● TASK DIRECTIONS
Please give back, exactly as written, only the line containing "Where in this photo can the parking" and every line after it until the data below ends.

● EXERCISE DATA
——————————

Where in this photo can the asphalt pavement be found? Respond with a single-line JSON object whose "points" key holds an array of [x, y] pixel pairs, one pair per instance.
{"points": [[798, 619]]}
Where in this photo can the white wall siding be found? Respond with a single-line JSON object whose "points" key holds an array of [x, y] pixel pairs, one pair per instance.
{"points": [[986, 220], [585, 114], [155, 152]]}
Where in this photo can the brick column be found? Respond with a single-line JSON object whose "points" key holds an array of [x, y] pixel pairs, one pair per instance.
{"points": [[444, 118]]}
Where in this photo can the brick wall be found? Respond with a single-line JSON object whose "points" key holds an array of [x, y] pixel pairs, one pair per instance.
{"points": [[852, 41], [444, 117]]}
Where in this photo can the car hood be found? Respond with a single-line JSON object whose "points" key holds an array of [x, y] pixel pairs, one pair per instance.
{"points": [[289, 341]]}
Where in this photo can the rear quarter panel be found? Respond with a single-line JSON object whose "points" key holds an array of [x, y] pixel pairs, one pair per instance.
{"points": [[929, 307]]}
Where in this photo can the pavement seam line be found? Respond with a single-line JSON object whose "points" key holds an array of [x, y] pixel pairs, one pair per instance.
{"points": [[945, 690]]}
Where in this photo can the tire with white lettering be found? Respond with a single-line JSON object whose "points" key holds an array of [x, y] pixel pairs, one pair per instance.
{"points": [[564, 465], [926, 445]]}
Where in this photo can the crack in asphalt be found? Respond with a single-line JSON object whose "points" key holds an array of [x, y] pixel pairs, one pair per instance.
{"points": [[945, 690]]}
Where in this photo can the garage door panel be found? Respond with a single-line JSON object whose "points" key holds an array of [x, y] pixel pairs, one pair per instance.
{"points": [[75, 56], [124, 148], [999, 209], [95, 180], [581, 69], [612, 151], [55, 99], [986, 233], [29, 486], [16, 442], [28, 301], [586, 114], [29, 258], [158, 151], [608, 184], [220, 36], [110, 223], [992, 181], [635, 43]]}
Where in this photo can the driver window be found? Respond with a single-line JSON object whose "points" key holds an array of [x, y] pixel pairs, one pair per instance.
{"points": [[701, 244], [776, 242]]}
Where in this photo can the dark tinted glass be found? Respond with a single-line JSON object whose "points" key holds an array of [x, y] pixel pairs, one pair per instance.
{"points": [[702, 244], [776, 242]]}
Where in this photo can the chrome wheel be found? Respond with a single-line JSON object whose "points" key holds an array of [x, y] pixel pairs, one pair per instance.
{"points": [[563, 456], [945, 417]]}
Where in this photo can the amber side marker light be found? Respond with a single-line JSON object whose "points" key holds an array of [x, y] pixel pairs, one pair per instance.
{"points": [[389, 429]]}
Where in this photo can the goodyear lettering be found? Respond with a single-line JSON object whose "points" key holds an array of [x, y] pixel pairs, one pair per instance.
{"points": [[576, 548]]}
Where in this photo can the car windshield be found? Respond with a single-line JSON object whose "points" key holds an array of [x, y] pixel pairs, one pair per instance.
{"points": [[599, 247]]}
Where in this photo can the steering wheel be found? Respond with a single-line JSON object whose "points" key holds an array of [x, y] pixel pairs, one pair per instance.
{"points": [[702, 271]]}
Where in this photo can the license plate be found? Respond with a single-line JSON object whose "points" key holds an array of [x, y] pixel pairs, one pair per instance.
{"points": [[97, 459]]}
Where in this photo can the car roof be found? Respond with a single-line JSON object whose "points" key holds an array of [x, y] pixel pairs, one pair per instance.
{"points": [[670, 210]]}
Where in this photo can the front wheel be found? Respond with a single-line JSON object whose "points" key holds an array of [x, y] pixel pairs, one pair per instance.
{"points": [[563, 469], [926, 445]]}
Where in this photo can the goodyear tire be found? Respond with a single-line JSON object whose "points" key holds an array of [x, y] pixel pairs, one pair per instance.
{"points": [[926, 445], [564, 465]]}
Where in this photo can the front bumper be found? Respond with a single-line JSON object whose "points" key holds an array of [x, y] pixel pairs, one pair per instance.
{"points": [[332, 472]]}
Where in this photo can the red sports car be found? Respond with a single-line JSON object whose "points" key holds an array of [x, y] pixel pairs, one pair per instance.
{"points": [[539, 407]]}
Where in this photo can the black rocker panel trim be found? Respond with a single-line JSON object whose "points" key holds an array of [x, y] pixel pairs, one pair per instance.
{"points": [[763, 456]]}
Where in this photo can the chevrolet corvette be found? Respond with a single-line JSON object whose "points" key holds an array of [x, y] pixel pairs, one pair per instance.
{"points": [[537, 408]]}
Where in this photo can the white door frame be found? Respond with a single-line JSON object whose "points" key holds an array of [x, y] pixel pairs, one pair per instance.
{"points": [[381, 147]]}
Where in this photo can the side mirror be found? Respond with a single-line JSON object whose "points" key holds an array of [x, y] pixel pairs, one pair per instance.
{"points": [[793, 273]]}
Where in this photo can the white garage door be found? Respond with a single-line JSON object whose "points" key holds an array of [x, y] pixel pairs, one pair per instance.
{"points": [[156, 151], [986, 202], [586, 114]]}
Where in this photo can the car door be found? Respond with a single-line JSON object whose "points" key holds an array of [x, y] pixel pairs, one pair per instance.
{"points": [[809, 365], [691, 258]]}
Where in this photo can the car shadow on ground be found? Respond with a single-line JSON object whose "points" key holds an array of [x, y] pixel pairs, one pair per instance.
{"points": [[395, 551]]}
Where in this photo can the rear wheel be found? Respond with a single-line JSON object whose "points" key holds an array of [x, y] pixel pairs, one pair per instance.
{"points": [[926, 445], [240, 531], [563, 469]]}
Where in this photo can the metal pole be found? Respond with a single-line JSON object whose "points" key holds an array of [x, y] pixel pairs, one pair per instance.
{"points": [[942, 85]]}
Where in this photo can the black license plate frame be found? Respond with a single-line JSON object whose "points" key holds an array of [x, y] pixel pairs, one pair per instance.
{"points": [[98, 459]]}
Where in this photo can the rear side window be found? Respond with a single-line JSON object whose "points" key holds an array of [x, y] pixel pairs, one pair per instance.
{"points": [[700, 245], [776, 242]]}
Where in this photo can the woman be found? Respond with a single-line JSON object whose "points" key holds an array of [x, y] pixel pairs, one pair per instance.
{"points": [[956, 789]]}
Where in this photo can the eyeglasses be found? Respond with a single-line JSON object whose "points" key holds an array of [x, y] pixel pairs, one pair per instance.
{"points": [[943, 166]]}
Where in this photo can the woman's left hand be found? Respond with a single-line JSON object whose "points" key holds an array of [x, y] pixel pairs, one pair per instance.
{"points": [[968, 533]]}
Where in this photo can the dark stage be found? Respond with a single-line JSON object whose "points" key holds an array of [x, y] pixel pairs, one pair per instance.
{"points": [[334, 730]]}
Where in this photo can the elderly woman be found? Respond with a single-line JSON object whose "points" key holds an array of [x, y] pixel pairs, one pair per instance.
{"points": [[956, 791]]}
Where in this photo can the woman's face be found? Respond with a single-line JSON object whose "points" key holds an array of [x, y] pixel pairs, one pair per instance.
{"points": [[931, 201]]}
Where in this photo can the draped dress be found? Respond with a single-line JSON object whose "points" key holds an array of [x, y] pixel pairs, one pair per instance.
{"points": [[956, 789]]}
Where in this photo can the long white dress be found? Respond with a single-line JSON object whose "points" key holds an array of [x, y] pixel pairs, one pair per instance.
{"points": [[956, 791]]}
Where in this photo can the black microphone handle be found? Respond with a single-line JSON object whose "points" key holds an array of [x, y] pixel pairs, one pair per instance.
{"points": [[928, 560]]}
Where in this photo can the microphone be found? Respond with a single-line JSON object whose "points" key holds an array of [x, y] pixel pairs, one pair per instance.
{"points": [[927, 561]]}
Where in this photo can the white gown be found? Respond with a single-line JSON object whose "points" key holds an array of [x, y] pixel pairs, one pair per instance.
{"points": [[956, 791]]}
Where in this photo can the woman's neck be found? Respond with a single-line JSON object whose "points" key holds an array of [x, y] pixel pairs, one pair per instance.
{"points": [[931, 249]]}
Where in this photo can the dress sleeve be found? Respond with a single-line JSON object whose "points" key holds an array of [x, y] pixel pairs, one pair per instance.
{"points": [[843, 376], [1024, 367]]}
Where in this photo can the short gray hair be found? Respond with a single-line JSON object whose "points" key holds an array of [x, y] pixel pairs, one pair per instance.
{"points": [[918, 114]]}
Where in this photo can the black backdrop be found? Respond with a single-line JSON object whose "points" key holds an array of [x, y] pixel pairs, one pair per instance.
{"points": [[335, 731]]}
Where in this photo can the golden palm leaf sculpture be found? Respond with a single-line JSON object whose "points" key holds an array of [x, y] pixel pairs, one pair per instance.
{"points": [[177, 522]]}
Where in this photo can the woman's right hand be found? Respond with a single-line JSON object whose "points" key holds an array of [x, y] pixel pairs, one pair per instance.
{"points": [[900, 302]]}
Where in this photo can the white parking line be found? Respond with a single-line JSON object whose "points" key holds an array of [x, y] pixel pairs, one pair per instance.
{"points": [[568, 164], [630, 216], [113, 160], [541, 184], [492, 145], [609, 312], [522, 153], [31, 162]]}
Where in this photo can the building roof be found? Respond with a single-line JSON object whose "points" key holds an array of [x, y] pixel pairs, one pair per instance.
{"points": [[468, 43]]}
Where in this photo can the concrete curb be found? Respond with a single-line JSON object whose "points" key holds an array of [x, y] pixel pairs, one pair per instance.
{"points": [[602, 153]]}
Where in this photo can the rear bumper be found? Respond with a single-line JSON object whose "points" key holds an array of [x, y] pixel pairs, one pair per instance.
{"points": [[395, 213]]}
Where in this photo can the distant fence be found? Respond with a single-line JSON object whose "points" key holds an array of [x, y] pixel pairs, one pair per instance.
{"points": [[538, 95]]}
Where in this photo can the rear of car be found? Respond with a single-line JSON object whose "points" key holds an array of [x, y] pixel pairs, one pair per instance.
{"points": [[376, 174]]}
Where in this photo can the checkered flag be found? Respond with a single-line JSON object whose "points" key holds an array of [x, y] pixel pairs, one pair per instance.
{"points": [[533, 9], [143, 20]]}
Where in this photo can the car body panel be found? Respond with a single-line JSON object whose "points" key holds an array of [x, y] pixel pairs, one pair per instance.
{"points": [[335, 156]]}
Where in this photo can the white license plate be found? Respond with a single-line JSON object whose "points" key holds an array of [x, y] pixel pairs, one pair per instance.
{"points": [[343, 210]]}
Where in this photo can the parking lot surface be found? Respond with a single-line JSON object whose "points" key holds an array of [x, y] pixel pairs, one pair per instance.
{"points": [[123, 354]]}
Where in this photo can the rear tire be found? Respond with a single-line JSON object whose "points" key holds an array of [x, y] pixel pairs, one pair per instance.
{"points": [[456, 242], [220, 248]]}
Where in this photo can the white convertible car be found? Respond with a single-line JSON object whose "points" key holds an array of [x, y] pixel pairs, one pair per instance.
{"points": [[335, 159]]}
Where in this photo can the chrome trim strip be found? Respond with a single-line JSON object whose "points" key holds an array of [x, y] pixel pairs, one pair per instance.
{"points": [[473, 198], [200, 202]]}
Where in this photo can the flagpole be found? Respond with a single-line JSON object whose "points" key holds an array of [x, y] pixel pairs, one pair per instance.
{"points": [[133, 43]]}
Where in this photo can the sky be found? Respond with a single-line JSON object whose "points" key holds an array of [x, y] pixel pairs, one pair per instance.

——————————

● FINAL ANSWER
Where in this photo can the parking lot surface be found? Respond with a single-line JSON object whose "points" key holds an array of [x, y] pixel pairs, one pair per instance.
{"points": [[123, 354]]}
Where in this photo can the rear tire be found? Respond with a single-line JSON object whose "points" key holds an array of [x, y] pixel pairs, one pair per instance.
{"points": [[456, 242], [220, 248]]}
Where in this photo can the white convertible car be found? Respond with a single-line JSON object whose "points" key holds an array of [x, y] pixel pairs, one pair per instance.
{"points": [[335, 159]]}
Where in this photo can the chrome trim strip be found? Respond with a single-line JSON object whose "points" key holds an array of [x, y] pixel pairs, one pair per instance.
{"points": [[473, 198], [200, 202]]}
Where in this photo can the flagpole be found? Respond with a single-line JSON object whose "points" key holds an array of [x, y] pixel pairs, one pair per instance.
{"points": [[133, 43]]}
Where in this photo can the sky be found? Respond with a single-line JSON object whose "points" key holds an array of [x, y] pixel pairs, one pair per instance.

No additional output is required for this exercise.